**Article**
↓↓↓

# 4.7.6 K-Nearest Neighbors

We will now perform KNN using the `knn()` function, which is part of the `class` library. This function works rather differently from the other modelfitting functions that we have encountered thus far. Rather than a two-step approach in which we first fit the model and then we use the model to make predictions, `knn()` forms predictions using a single command. The function requires four inputs.  
1. A matrix containing the predictors associated with the training data, labeled `train.X` below.
2. A matrix containing the predictors associated with the data for which we wish to make predictions, labeled `test.X` below.
3. A vector containing the class labels for the training observations, labeled `train.Direction` below.
4. A value for K, the number of nearest neighbors to be used by the classifier.
We use the `cbind()` function, short for _column bind_, to bind the `Lag1` and `Lag2` variables together into two matrices, one for the training set and the other for the test set.

In [1]:
library(ISLR2)
library(class)
attach(Smarket)
train <- (Year < 2005)

↑↑↑

**Provided data**
↓↓↓

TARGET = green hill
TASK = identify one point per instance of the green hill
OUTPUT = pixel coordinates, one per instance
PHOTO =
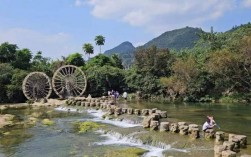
(176, 39)
(125, 51)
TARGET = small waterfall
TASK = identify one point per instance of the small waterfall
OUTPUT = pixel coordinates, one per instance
(97, 114)
(155, 149)
(68, 109)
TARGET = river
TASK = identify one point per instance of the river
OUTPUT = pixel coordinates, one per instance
(62, 140)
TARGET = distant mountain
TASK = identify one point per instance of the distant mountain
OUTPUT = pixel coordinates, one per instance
(176, 39)
(125, 47)
(125, 51)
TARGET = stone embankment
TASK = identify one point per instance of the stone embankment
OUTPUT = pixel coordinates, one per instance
(154, 119)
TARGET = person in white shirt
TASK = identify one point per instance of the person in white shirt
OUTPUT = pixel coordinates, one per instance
(124, 95)
(209, 124)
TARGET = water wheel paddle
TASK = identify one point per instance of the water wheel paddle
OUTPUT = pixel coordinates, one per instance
(36, 86)
(69, 81)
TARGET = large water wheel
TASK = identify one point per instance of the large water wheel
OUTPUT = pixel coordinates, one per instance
(69, 81)
(37, 86)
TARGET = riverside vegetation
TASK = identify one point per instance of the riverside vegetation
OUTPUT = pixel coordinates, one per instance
(217, 68)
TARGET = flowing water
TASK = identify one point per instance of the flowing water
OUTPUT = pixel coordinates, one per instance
(62, 139)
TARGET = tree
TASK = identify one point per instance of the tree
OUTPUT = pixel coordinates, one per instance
(75, 59)
(42, 64)
(14, 90)
(100, 40)
(22, 59)
(105, 78)
(6, 73)
(154, 61)
(88, 49)
(117, 61)
(7, 52)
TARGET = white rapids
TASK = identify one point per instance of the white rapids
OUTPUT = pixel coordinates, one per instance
(113, 138)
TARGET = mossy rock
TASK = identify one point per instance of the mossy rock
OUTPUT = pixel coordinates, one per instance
(86, 126)
(48, 122)
(126, 152)
(32, 120)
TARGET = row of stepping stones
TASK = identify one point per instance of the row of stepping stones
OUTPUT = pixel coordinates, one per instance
(152, 120)
(230, 147)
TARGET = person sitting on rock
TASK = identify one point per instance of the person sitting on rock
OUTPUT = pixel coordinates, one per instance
(209, 124)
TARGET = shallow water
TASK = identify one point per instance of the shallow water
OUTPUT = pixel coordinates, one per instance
(62, 140)
(232, 118)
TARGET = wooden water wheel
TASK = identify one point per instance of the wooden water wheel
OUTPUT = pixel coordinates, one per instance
(36, 86)
(69, 81)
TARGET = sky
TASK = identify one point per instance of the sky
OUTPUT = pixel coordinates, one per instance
(61, 27)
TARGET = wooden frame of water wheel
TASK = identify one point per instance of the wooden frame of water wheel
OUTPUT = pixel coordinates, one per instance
(69, 81)
(36, 86)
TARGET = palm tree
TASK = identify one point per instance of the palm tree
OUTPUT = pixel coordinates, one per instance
(100, 40)
(88, 48)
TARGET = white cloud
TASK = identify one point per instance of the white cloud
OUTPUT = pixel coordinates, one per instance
(52, 45)
(246, 3)
(158, 16)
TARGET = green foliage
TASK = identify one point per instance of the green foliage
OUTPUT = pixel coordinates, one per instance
(102, 79)
(14, 89)
(147, 83)
(42, 64)
(88, 49)
(100, 40)
(7, 52)
(6, 73)
(117, 61)
(125, 51)
(22, 59)
(154, 61)
(75, 59)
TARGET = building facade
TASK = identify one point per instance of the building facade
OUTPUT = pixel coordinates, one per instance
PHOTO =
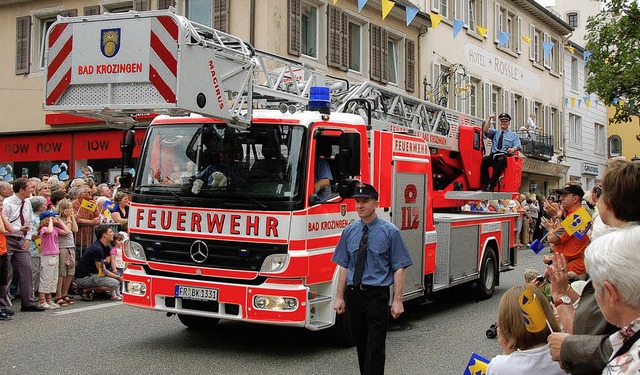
(490, 56)
(347, 42)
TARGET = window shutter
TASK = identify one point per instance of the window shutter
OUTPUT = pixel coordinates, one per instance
(165, 4)
(384, 55)
(532, 34)
(92, 10)
(221, 15)
(410, 67)
(487, 99)
(141, 5)
(295, 25)
(496, 23)
(23, 37)
(518, 36)
(375, 68)
(69, 13)
(337, 38)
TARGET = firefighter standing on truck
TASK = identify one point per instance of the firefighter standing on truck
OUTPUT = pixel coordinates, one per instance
(371, 256)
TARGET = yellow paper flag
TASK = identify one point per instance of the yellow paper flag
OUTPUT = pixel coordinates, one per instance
(435, 20)
(532, 312)
(387, 5)
(482, 31)
(576, 221)
(88, 205)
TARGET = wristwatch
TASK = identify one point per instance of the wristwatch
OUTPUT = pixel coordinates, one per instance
(564, 299)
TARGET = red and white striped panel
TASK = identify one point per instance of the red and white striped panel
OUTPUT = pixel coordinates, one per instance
(163, 62)
(59, 64)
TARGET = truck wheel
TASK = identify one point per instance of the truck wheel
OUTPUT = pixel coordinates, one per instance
(487, 281)
(197, 322)
(341, 331)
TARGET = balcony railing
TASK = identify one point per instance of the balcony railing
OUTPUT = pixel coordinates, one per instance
(536, 144)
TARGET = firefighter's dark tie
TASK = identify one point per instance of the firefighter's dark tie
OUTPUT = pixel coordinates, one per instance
(500, 140)
(362, 256)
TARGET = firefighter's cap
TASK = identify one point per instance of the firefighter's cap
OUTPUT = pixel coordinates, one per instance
(365, 191)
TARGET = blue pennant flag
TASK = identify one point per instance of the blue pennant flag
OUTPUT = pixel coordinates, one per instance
(411, 14)
(457, 26)
(547, 47)
(503, 38)
(478, 365)
(111, 206)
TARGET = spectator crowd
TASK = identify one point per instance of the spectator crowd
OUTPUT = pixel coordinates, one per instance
(59, 239)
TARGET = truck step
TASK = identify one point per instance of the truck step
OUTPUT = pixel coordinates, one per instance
(319, 299)
(319, 324)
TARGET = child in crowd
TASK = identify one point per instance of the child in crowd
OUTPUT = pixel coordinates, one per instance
(5, 227)
(67, 259)
(524, 352)
(117, 263)
(50, 227)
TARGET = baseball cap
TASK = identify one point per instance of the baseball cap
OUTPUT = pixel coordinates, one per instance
(571, 189)
(47, 214)
(365, 191)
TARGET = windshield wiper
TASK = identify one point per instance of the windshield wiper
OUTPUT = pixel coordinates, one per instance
(186, 203)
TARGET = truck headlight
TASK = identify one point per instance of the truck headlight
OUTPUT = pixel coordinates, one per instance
(275, 263)
(134, 250)
(275, 303)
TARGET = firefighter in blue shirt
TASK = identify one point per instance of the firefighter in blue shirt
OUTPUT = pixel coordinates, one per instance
(371, 256)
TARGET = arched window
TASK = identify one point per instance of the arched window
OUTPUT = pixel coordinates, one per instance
(615, 146)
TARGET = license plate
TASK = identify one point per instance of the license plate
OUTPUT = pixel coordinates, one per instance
(189, 292)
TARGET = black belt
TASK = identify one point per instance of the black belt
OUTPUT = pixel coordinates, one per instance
(366, 287)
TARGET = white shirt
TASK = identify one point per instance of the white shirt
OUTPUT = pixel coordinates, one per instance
(532, 361)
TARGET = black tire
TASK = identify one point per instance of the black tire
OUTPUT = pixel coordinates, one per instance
(341, 331)
(197, 322)
(486, 284)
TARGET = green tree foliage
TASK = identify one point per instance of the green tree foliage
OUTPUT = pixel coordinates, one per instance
(613, 38)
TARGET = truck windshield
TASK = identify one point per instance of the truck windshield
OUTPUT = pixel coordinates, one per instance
(262, 162)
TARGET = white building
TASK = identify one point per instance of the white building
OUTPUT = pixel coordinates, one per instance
(507, 70)
(585, 117)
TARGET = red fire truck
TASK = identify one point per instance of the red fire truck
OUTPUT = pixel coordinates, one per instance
(225, 221)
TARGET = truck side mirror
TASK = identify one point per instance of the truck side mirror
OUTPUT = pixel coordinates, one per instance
(349, 154)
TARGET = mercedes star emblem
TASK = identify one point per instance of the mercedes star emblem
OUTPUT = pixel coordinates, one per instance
(199, 251)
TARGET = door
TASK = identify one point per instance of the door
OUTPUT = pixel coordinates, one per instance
(408, 212)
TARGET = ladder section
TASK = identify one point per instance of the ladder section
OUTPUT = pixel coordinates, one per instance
(399, 112)
(114, 66)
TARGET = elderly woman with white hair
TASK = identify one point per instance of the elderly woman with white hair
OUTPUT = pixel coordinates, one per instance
(612, 262)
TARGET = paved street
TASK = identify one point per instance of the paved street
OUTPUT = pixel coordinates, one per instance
(104, 337)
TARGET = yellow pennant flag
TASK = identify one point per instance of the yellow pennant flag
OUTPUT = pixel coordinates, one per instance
(88, 205)
(576, 221)
(532, 312)
(435, 20)
(482, 31)
(387, 5)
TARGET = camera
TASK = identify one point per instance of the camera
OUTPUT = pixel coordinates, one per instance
(492, 332)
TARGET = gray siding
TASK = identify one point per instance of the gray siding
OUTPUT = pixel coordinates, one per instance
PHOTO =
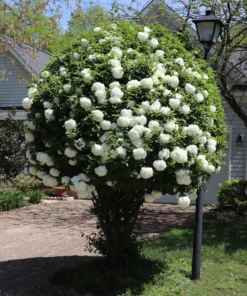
(14, 89)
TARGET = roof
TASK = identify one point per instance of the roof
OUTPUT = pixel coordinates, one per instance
(33, 59)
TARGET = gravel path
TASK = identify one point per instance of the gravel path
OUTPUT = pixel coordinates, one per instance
(36, 241)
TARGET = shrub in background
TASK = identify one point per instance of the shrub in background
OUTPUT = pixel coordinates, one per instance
(233, 193)
(12, 146)
(128, 114)
(25, 182)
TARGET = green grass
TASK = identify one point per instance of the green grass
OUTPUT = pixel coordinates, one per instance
(166, 267)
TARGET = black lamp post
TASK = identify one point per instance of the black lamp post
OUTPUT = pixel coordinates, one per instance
(208, 29)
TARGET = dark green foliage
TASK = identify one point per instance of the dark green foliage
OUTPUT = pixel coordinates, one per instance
(26, 182)
(14, 199)
(10, 200)
(234, 194)
(12, 146)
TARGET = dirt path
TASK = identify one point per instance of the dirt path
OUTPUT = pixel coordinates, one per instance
(38, 240)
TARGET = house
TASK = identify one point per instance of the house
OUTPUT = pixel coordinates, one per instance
(19, 64)
(235, 166)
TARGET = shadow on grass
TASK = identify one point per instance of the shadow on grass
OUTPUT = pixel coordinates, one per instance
(219, 229)
(101, 277)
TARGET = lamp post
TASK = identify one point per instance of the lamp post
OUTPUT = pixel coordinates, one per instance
(208, 29)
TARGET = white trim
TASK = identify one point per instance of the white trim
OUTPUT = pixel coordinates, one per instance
(20, 115)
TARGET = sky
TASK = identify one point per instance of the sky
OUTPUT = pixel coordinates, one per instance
(104, 3)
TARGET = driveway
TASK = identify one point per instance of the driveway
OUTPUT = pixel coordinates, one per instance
(36, 241)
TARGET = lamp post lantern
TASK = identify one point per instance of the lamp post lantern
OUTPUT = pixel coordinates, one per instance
(208, 29)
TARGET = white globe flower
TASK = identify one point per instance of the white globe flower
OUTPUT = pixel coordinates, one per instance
(147, 83)
(123, 121)
(67, 88)
(153, 124)
(33, 171)
(121, 151)
(189, 89)
(153, 42)
(98, 115)
(80, 144)
(97, 150)
(192, 149)
(174, 103)
(27, 103)
(160, 53)
(115, 100)
(143, 36)
(105, 125)
(174, 82)
(139, 153)
(212, 109)
(85, 103)
(159, 165)
(49, 114)
(164, 154)
(205, 93)
(114, 84)
(183, 180)
(165, 138)
(84, 43)
(65, 180)
(97, 86)
(40, 174)
(30, 125)
(45, 74)
(133, 84)
(29, 137)
(156, 194)
(149, 198)
(70, 152)
(179, 155)
(70, 124)
(179, 61)
(117, 72)
(54, 172)
(76, 56)
(72, 162)
(31, 92)
(198, 97)
(97, 29)
(170, 126)
(146, 173)
(101, 171)
(183, 202)
(165, 110)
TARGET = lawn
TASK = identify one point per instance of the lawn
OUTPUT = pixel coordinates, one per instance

↑↑↑

**Your goal**
Please continue the K-nearest neighbors text from its last line. The rows are separate material and are not part of the K-nearest neighbors text.

**Exercise answer**
Smarket.2005 <- Smarket[!train,]
Direction.2005 <- Direction[!train]

In [2]:
train.X <- cbind(Lag1, Lag2)[train,]
test.X <- cbind(Lag1, Lag2)[!train,]
train.Direction <- Direction[train]

Now the `knn()` function can be used to predict the market's movement for the dates in 2005. We set a random seed before we apply `knn()` because if several observations are tied as nearest neighbors, then `R` will randomly break the tie. Therefore, a seed must be set in order to ensure reproducibility of results.

In [3]:
set.seed(1)
knn.pred <- knn(train.X, test.X, train.Direction, k = 1)
table(knn.pred, Direction.2005)

        Direction.2005
knn.pred Down Up
    Down   43 58
    Up     68 83

In [4]:
(83 + 43) / 252

The results using $K=1$ are not very good, since only $50%$ of the observations are correctly predicted. Of course, it may be that $K=1$ results in an overly flexible fit to the data. Below, we repeat the analysis using $K=3$.

In [5]:
knn.pred <- knn(train.X, test.X, train.Direction, k = 3)
table(knn.pred, Direction.2005)

        Direction.2005
knn.pred Down Up
    Down   48 54
    Up     63 87

In [6]:
mean(knn.pred == Direction.2005)

The results have improved slightly. But increasing K further turns out to provide no further improvements. It appears that for this data, QDA provides the best results of the methods that we have examined so far.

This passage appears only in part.